Items drawn from a dataset
*** Block opens ***

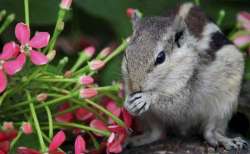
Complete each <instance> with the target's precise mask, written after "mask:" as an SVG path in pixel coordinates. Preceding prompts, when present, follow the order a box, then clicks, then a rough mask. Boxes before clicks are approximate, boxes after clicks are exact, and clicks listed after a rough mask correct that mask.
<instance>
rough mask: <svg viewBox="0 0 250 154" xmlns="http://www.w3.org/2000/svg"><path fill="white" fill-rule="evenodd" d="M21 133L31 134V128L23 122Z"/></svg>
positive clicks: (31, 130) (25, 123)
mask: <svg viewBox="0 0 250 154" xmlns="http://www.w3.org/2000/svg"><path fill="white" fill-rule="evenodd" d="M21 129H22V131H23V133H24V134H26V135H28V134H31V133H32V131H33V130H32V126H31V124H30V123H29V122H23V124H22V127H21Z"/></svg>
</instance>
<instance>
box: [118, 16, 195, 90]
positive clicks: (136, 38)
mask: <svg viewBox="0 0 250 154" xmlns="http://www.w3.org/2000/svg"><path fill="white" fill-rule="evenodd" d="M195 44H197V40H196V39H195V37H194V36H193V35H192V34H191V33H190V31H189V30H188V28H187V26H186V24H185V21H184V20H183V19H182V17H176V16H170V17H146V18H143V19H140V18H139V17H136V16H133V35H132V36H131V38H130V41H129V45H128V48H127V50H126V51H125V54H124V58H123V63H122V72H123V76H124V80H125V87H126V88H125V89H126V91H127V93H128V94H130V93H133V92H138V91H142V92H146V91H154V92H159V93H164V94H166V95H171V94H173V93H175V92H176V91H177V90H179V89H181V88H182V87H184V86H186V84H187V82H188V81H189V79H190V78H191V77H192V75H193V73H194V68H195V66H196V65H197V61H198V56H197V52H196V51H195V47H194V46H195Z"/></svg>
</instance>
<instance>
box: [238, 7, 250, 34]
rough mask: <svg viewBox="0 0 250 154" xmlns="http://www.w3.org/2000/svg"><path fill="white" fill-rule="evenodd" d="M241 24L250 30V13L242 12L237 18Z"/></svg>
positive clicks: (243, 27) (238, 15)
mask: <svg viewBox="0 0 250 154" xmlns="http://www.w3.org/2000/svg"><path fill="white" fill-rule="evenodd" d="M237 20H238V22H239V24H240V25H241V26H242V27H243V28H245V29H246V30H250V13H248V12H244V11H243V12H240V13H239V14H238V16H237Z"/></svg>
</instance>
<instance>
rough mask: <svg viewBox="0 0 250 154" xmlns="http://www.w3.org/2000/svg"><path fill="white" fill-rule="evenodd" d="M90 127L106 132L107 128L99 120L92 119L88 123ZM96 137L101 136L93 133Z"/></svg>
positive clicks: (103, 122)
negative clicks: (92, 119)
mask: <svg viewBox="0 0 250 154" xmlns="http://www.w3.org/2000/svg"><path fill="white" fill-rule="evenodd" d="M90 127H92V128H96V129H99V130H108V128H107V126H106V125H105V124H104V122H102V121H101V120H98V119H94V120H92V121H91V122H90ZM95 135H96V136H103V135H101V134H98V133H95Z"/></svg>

*** Block closes ***
*** Block opens ***

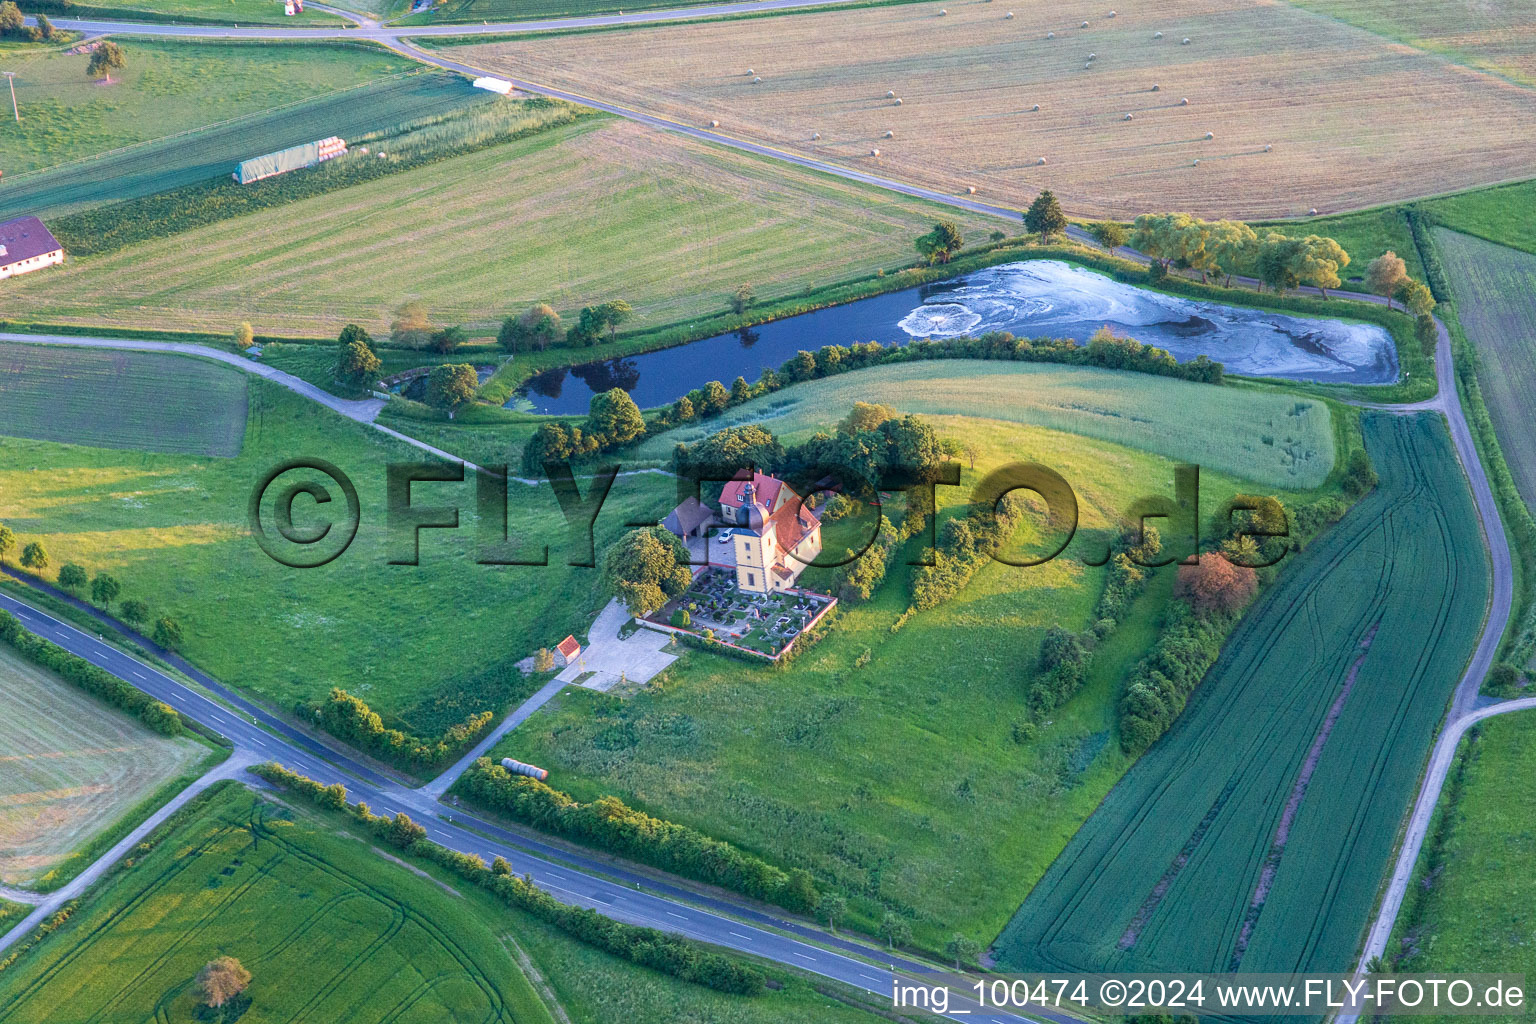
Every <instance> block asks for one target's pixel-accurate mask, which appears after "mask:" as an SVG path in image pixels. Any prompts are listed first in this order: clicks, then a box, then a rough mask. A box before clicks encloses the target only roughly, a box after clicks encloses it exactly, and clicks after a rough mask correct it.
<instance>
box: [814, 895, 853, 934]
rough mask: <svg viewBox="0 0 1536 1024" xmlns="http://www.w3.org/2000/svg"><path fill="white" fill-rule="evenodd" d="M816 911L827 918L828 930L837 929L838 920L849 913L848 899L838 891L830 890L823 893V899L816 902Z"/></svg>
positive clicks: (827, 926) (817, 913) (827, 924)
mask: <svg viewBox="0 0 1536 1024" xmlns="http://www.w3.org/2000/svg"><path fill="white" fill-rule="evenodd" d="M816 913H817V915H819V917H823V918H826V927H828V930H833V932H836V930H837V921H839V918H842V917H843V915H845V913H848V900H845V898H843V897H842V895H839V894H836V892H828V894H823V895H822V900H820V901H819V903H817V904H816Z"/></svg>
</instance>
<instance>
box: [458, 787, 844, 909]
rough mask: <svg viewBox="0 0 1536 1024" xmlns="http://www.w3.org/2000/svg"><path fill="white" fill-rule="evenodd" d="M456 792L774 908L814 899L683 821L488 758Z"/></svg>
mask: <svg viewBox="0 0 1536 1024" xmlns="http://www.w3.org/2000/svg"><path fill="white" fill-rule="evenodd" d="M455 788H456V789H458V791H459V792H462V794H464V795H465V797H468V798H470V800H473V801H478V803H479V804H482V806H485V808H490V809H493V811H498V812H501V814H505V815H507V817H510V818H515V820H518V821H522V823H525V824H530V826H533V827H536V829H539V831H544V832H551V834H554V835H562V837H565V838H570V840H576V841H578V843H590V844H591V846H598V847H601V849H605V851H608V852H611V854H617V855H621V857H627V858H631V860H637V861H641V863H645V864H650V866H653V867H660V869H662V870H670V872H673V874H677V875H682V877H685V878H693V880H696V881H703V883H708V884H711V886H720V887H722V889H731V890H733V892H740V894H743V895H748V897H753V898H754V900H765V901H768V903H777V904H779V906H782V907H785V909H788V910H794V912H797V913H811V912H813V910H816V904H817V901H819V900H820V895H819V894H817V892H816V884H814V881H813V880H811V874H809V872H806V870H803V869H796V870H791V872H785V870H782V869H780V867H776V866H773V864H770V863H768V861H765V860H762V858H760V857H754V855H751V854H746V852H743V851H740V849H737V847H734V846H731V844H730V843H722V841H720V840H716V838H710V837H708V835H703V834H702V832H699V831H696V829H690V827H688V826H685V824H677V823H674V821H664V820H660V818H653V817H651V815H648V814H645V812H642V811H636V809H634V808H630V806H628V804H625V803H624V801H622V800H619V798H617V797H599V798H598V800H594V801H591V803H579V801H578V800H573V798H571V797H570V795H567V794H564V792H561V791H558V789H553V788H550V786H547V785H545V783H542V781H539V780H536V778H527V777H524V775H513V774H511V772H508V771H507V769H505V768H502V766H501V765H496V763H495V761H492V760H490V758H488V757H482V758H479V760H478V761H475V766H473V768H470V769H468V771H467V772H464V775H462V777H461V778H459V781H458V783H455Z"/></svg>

*** Block closes ***

Copy out verbatim the lines starting at the one containing "Every <instance> block" and ending at the one containing "positive clicks: (827, 926)", both included.

Every <instance> block asks for one target's pixel-accurate mask, which appears after "mask:" as an SVG path in image pixels. Any prompts are listed first in this order: clicks, then a box, then a rough mask. A box before clicks encloses the target only roughly, a box after clicks encloses it exactly, and clicks after a rough mask correct it.
<instance>
box: [814, 895, 853, 934]
rough mask: <svg viewBox="0 0 1536 1024" xmlns="http://www.w3.org/2000/svg"><path fill="white" fill-rule="evenodd" d="M816 911L827 918L828 930L837 929L838 920L849 913L848 899L838 891L830 890L823 893V899L816 902Z"/></svg>
positive clicks: (827, 926) (817, 913) (827, 924)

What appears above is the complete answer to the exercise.